[Text segment Boundary: Start]

Posted 31 October 2005 - 06:52 PM

I'm not sure what the need for an HD master would be anyway.
Anyone you're going to be showing it to, (distributors, festivals, etc.) are going to want to see it on a standard def DVD anyway.
Spend as little money as you can, and if you get a distributor, they'll likely go back to the neg & start over anyway.

MP
  • 0

#5 Will Montgomery

Will Montgomery
  • Sustaining Members
  • 2030 posts
  • Producer
  • Dallas, TX

Posted 02 November 2005 - 12:17 AM

Bonolabs in Virginia can do a decent HD transfer at $600/hr to hard drive. But the good news is that thats RUNNING TIME not a 3 to 1 or 5 to 1 ratio. Downside: not scene to scene, just a good neutral balance and then its up to you to color correct.

Most HD shops I've seen charge around $600-$900 per hour but generally its like a 4 or 5 to 1 ration depending on how many scene changes there are.

It sounds like your best move is to go to SD miniDV or uncompressed hard drive for editing on your PC then transfer just what you need to HD when the money's available.
  • 0

#6 Jaan Shenberger

Jaan Shenberger
  • Basic Members
  • PipPipPipPip
  • 262 posts
  • Director
  • San Francisco

Posted 02 November 2005 - 08:06 AM

i'm pretty immersed in the myriad postproduction options & workflows, and here is the undisputed best option for your situation, in my opinion...

1. get your footage transferred by bono (or somewhere comparable) direct to hard drive at HD. opt for the flat transfer. the cost advantage is literally insane. i priced out an HD transfer of 4100 feet (114 mins) of 16mm to about $2000, which is a great deal in itself, but when you consider that you won't need to rent a deck to get it into your NLE, it borders on unbelievable.

2. use a sensible naming convention and use something like quicktime pro or FCP to create individual clips for the takes, and make sure you do so without recompressing. (or you could go the referenced subclip route in FCP)

3. take all these HD clips and batch render them through something like after effects, creating good quality standard definition DV25 versions, with the same file names with "_DV" or something added. these are your offline clips.

4. edit your offline in FCP. if you need to for screenings, do some rudimentary color correction in FCP, which is fast & easy for DV25 footage.

5. create your online edit by easily swapping the offline for the online HD versions, then copy them into an HD sequence.

6. take all that money you saved and put it towards color grading. make sure you use something that works in 32-bit floating point, or at absolute minimum 16-bit. hire someone good. since you got the flat transfer and you're working in floating point, and your colorist is good, you can make it look almost any way you want (assuming your exposures are good). there are many options in getting your EDL/footage into the grading software/system with minimal headache.

in the end, you'll have your picture & audio tracks on hard drive, and you can easily make some dynamite-looking standard def dvd screeners. if a distributor or festival requires an HD tape, take the drive to a post house. if they want it on film, then it's likely that someone can pay for a true DI & filmout.

hope this helps,
jaan
  • 0

#7 beanpat

beanpat
  • Guests

Posted 02 January 2006 - 06:10 AM

you'll need to consider that no post house will likely transfer only portions of a film reel.

[Text segment Boundary: End]
[Listed records Boundary: Start]

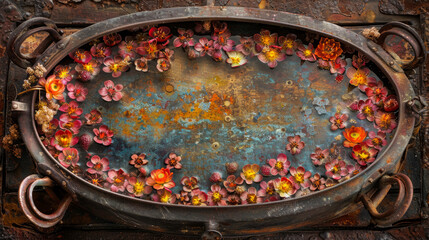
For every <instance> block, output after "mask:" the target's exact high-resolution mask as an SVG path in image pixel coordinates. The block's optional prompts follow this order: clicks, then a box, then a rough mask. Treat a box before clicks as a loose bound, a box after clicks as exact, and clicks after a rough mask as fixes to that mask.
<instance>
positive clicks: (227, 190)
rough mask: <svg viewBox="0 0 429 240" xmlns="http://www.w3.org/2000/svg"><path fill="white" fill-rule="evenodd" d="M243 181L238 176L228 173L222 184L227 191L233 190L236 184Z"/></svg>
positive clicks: (236, 184)
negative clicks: (235, 176)
mask: <svg viewBox="0 0 429 240" xmlns="http://www.w3.org/2000/svg"><path fill="white" fill-rule="evenodd" d="M243 182H244V180H243V178H241V177H240V176H239V177H235V176H234V175H229V176H228V177H227V178H226V181H224V182H223V185H224V186H225V188H226V190H227V191H228V192H235V189H236V188H237V185H241V184H243Z"/></svg>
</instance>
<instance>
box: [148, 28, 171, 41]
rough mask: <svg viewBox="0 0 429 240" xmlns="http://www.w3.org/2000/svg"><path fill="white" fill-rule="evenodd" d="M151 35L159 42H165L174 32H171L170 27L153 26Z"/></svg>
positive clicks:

[Listed records Boundary: End]

▶ **What you should do**: Rewrite the forum thread on HD film transfers from "Anyone you're going" up to and including "start over anyway.", changing "neg" to "original negative". The listing has nothing to do with the forum thread on HD film transfers.

▶ **Final answer**:
Anyone you're going to be showing it to, (distributors, festivals, etc.) are going to want to see it on a standard def DVD anyway.
Spend as little money as you can, and if you get a distributor, they'll likely go back to the original negative & start over anyway.